* Problem to solve *
List every line in the records that contains the word "cluster", copying each line in full.

* Dataset records *
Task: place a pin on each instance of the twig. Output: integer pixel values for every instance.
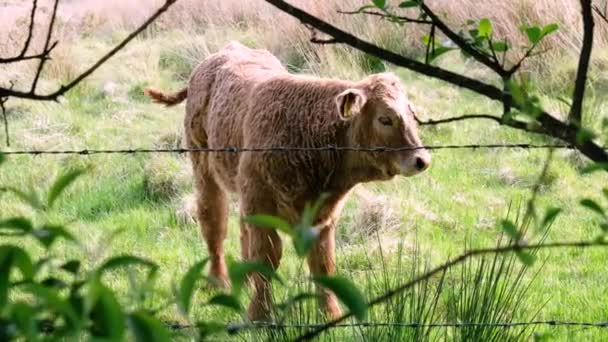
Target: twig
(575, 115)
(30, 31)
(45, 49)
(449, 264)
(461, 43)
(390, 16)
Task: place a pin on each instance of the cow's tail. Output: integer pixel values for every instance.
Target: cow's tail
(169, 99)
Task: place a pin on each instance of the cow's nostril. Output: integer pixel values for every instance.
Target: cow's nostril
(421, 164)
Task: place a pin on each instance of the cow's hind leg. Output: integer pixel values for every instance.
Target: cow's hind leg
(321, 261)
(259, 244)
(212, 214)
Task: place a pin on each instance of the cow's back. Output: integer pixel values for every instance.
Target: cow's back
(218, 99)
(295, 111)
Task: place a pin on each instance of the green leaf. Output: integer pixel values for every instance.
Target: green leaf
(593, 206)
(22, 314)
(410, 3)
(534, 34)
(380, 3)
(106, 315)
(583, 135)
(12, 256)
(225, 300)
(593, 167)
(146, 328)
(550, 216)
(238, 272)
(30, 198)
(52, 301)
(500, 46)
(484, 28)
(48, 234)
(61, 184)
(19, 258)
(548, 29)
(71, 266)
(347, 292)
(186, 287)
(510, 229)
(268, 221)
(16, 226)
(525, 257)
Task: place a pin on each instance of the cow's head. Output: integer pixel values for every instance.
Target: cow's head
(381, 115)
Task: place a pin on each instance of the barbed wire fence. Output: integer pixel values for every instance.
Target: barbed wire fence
==
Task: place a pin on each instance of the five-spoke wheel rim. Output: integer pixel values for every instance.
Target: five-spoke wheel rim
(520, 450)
...
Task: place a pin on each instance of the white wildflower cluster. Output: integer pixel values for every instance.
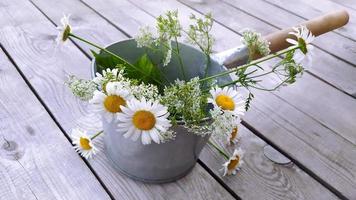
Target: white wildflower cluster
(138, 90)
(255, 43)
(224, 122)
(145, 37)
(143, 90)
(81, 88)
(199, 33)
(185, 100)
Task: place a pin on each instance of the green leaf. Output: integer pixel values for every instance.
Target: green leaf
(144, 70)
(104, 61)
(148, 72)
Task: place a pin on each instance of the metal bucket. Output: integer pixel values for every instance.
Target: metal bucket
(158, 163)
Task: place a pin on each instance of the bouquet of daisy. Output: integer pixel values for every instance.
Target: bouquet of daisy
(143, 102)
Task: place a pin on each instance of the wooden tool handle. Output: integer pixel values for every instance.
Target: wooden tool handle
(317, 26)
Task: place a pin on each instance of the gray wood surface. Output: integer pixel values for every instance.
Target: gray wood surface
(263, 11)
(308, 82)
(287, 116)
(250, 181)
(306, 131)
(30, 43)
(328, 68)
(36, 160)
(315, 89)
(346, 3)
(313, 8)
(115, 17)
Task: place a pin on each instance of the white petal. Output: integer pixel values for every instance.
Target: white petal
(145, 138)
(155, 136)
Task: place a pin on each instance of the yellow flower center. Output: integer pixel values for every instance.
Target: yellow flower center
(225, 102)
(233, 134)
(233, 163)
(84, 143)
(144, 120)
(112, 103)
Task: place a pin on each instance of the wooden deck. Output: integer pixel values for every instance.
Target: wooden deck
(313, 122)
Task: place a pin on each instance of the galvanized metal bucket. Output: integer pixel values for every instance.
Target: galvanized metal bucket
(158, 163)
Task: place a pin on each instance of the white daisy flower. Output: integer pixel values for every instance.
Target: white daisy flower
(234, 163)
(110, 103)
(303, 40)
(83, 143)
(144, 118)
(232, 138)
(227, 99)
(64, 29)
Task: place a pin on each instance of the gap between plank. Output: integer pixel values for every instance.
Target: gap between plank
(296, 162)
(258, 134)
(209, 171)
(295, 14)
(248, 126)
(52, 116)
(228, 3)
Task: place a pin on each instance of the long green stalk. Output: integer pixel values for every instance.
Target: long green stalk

* Expected answer *
Task: place a pin on each instance of the white wildflower cluster. Output: integer pixel values for every instance.
Target: white wildflower cluster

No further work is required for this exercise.